### STORED DATA:
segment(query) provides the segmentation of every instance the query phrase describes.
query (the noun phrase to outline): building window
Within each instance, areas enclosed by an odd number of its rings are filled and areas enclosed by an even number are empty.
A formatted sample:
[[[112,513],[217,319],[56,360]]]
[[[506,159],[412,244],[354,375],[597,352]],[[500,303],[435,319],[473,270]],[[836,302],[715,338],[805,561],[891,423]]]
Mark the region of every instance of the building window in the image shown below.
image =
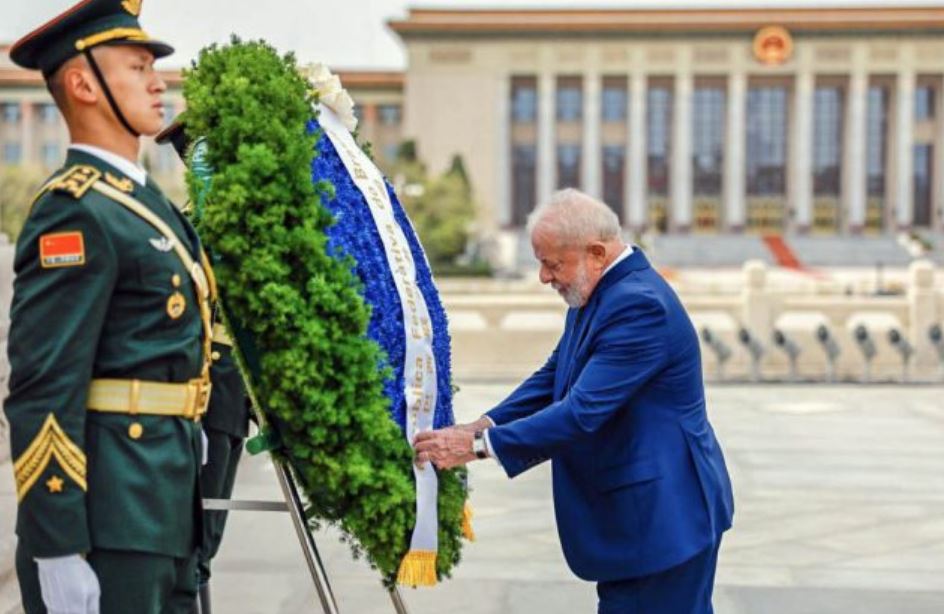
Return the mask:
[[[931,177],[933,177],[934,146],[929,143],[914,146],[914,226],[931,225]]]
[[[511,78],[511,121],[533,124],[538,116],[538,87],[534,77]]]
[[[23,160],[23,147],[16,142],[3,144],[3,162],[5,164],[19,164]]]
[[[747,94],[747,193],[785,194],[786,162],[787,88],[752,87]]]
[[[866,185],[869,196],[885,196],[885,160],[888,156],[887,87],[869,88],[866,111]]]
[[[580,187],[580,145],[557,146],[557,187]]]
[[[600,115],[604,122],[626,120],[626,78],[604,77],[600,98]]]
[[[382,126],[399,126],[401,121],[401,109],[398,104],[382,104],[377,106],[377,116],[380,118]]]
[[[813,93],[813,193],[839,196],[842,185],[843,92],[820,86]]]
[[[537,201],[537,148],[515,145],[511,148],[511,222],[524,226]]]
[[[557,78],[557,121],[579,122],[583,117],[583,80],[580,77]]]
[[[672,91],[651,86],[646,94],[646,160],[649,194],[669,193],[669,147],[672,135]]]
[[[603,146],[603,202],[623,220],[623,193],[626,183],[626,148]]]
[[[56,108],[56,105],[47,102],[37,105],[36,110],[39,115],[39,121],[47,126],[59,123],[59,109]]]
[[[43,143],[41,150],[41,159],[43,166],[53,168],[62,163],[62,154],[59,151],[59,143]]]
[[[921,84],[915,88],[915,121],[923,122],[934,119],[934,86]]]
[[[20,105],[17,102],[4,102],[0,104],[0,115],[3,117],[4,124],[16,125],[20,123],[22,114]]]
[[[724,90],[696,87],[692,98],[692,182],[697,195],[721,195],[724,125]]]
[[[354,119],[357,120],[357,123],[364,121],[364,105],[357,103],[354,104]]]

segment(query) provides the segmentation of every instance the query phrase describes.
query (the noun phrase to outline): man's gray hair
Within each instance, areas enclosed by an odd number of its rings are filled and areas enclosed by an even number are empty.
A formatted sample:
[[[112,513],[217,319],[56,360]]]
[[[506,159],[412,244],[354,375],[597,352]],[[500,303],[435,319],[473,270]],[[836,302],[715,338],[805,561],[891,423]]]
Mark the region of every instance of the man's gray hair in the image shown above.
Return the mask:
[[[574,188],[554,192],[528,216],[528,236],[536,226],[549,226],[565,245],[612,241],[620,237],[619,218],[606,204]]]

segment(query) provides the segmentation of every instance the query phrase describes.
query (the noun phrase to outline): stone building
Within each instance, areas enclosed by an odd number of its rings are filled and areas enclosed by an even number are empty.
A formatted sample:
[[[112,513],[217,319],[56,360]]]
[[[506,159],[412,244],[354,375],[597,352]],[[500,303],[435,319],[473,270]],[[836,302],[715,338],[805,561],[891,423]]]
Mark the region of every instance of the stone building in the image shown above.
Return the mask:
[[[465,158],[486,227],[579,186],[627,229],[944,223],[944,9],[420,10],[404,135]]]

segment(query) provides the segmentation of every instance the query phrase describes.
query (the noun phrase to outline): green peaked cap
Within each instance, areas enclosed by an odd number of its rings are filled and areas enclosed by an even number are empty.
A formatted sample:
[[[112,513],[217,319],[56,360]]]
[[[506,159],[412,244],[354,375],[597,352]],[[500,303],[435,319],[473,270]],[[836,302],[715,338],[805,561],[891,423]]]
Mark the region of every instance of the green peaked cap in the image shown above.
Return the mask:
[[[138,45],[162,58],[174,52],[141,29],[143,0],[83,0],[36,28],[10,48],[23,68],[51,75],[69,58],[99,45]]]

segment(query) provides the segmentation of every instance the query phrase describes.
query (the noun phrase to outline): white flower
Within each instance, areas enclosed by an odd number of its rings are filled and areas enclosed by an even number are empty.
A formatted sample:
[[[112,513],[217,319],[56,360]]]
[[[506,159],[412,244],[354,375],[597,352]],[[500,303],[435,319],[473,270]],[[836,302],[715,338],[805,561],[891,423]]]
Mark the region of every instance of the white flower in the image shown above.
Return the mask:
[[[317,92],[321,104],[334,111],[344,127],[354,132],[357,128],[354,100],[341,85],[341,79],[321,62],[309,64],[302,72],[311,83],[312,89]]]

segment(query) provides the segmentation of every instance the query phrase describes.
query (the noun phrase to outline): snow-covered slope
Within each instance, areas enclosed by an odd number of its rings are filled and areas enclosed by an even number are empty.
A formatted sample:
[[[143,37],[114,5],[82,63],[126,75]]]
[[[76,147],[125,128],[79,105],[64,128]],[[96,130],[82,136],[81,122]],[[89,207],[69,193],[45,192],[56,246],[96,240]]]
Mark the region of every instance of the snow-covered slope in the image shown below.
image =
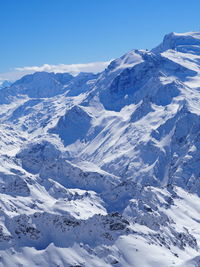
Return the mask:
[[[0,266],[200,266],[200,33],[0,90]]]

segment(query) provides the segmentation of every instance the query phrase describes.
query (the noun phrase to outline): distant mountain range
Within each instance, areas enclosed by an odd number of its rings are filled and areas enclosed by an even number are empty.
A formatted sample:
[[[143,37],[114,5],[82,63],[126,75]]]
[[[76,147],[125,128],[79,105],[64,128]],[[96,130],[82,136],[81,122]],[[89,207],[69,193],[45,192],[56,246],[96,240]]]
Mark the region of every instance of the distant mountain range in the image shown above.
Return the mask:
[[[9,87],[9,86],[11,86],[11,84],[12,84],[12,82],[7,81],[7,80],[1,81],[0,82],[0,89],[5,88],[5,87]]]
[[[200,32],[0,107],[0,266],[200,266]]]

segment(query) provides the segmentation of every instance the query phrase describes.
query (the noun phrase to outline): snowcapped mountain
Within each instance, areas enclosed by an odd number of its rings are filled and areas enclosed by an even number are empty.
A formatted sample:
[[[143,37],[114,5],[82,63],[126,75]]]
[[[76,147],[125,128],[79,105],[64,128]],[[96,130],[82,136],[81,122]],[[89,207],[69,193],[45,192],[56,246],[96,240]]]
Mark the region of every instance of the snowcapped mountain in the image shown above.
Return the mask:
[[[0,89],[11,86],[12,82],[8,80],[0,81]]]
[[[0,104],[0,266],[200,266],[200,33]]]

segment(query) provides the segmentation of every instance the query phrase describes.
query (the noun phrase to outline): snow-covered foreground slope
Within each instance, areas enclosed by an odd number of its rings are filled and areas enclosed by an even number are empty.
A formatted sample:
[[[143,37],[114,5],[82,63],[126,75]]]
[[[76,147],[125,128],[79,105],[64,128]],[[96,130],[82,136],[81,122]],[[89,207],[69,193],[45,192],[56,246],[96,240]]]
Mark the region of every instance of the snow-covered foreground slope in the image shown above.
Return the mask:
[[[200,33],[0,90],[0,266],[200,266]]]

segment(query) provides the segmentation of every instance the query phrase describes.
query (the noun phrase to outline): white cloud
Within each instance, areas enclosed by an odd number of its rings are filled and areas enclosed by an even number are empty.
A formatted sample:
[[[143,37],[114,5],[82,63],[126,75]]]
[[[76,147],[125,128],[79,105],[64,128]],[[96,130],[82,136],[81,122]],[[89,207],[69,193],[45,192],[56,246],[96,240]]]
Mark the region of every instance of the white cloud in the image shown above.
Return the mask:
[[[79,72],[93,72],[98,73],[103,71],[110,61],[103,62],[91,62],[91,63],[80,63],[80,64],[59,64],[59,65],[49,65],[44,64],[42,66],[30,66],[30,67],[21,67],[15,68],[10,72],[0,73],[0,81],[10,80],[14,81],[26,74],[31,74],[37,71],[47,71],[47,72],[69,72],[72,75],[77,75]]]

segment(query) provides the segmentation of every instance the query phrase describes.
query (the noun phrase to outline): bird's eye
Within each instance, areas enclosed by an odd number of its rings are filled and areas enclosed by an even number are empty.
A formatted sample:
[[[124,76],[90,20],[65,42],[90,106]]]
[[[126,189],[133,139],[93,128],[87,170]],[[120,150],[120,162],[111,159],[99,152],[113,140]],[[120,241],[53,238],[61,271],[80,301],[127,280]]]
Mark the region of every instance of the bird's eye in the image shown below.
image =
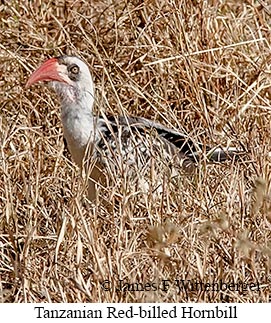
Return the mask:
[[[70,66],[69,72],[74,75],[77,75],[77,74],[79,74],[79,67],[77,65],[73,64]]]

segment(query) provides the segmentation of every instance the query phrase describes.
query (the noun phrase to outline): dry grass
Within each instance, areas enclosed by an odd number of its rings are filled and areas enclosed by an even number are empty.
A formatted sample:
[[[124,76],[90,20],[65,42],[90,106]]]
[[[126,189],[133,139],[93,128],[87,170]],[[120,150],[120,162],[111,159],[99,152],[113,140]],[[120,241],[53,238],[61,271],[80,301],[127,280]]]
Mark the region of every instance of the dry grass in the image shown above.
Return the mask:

### DIRECTIONS:
Scan the data above for the word "window". Copy every line in which it is found.

### SOLUTION:
query (the noun phrase to outline): building window
Mark the region of every instance of the building window in the image shown below.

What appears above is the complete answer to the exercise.